• [Exercise set]
a: In the essay about the online friend Ryan, who did Ryan turn out to be when the group finally confronted him?
b: According to the essay about the online friend Ryan, why did the person behind Ryan create that identity?
c: From the essay about the online friend Ryan, write out the part that opens with the words containing "At its worst, though, I" and closes with "wasn’t going anywhere.".

• [Text for analysis]
At its worst, though, I felt like I was riding a beast I couldn’t see. Ryan was unpredictable. Sometimes he would turn on me, growing mean and manipulative, and I’d pull away. Inevitably, he would come back, pleading for me not to cut ties, sometimes sending me gifts or money on Venmo. I liked talking to him, but increasingly, these abrupt fights — and the apologies that followed — made me uncomfortable. Slowly, I started to distance myself. I was never able to get very far.

Often, he would send me angry texts: I should just push you away before you push me away. Some day you are going to realize you don’t want to be my friend.

Each time, I felt the strange pull to placate him, to reassure him I wasn’t going anywhere.

By early November, I’d finally managed to disentangle myself from our friendship a little bit; Ryan and I were talking less, which seemed to help with my anxiety. Until the day when, for the first time in what felt like weeks, texts from him began appearing on my phone screen — and then didn’t stop. I read message after frantic message: He was quitting Twitter. One of his misogynistic posts (there were many, a fact I tried to overlook in our early days) had finally pissed off enough people. Women started talking about how they felt harassed online by him. The baseball blogs he wrote for, his source of income, started letting him go. I felt bad, kind of, but I felt more of a kinship with the women he’d wronged. I didn’t send him the reassurances I thought he was looking for.

The next day I received a text from another Twitter friend of mine. He and a few others wanted to track down Ryan’s wife. They were worried for her and their kids, and wanted to make sure she knew what was going on in his online world. I agreed to help them look for her.

Between the five of us, it didn’t take us very long to realize that we were not going to find Ryan’s wife. After a few hours, we realized we weren’t going to find Ryan, either — because Ryan, we discovered when we finally confronted him, was a 21-year-old woman who had first created this fake identity eight years ago. She wanted to write about baseball, she said, and all the bylines she saw at the sites she read belonged to men older than herself. So she became one. We had all fallen prey to a long con.

What followed felt almost like a dream. I messaged a few women I knew who had similar relationships with Ryan so they wouldn’t be blindsided, then I posted something on Twitter about how this baseball writer I’d befriended had been a figment of someone else’s imagination. The retweets started off slowly, and then became a hurricane. My DMs filled with publications reaching out for interviews. I chose to do one, with Deadspin, because I trusted the writer. I began getting emails from producers at the show Catfish.

• [Data excerpts]

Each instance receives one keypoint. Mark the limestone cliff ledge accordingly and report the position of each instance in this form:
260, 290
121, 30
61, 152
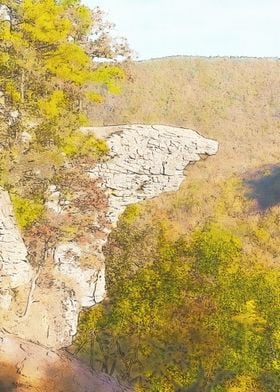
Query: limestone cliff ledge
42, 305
==
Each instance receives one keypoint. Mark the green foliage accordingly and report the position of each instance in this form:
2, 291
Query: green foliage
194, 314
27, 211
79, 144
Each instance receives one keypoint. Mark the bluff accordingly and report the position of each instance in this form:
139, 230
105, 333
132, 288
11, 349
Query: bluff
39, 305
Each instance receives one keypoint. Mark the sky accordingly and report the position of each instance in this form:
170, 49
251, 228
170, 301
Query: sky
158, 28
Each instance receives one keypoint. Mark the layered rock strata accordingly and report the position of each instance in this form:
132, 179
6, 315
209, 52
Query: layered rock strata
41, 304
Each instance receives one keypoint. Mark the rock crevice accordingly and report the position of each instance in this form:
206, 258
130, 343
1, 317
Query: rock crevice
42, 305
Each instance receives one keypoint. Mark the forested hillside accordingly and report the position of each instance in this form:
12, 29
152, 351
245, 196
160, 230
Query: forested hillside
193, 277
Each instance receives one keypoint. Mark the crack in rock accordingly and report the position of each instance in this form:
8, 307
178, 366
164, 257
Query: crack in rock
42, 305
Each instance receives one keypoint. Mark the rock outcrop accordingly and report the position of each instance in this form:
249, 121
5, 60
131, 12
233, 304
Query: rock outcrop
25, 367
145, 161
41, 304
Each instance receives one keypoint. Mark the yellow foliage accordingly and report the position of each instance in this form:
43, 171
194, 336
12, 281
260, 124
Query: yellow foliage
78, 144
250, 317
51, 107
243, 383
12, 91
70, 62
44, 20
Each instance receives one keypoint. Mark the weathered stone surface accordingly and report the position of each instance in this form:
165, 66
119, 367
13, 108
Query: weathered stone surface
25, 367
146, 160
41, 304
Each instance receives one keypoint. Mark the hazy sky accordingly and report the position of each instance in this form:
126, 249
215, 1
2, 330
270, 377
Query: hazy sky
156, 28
--
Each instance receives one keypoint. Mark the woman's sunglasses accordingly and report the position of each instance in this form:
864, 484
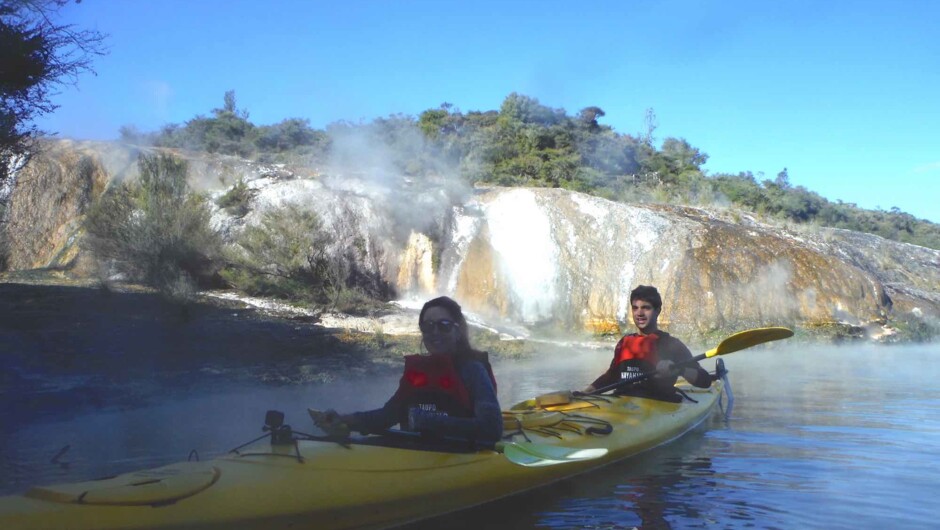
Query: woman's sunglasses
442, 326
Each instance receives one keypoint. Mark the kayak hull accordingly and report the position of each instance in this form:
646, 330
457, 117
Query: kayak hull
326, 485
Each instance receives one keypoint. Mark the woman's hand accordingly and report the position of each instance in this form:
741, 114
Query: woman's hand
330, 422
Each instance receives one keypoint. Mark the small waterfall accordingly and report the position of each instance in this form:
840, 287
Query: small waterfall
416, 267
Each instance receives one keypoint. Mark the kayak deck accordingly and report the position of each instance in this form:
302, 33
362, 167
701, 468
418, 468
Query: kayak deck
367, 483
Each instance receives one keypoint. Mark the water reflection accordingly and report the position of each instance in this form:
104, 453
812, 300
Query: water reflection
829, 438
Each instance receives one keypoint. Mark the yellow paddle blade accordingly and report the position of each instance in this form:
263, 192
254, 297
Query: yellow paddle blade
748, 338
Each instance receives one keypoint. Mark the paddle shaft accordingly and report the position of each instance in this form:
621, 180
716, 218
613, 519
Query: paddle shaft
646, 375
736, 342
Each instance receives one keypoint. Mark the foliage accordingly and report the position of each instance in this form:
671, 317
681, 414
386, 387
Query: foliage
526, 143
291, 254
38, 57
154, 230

• [Your written answers]
a: A 21-year-old woman who had first created the fake identity eight years earlier.

b: She wanted to write about baseball, and all the bylines she saw at the sites she read belonged to men older than herself. So she became one.

c:
At its worst, though, I felt like I was riding a beast I couldn’t see. Ryan was unpredictable. Sometimes he would turn on me, growing mean and manipulative, and I’d pull away. Inevitably, he would come back, pleading for me not to cut ties, sometimes sending me gifts or money on Venmo. I liked talking to him, but increasingly, these abrupt fights — and the apologies that followed — made me uncomfortable. Slowly, I started to distance myself. I was never able to get very far.

Often, he would send me angry texts: I should just push you away before you push me away. Some day you are going to realize you don’t want to be my friend.

Each time, I felt the strange pull to placate him, to reassure him I wasn’t going anywhere.